What is required ▸
For the copy, please give all of the data again exactly and leave the pictures out.

Provided records ▸
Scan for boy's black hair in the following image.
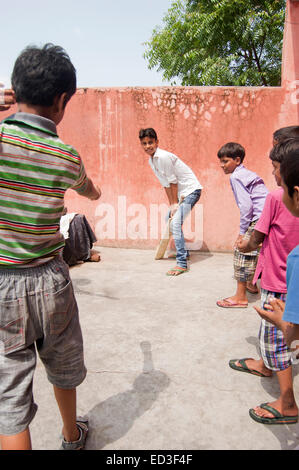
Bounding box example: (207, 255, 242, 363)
(11, 43, 76, 107)
(273, 126, 299, 143)
(217, 142, 245, 162)
(270, 137, 299, 164)
(139, 128, 158, 140)
(280, 139, 299, 197)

Task output ▸
Scan for boy's black hair in the following image.
Bounding box example: (207, 255, 242, 363)
(11, 43, 76, 107)
(273, 126, 299, 143)
(217, 142, 245, 162)
(270, 137, 299, 164)
(139, 128, 158, 140)
(280, 139, 299, 197)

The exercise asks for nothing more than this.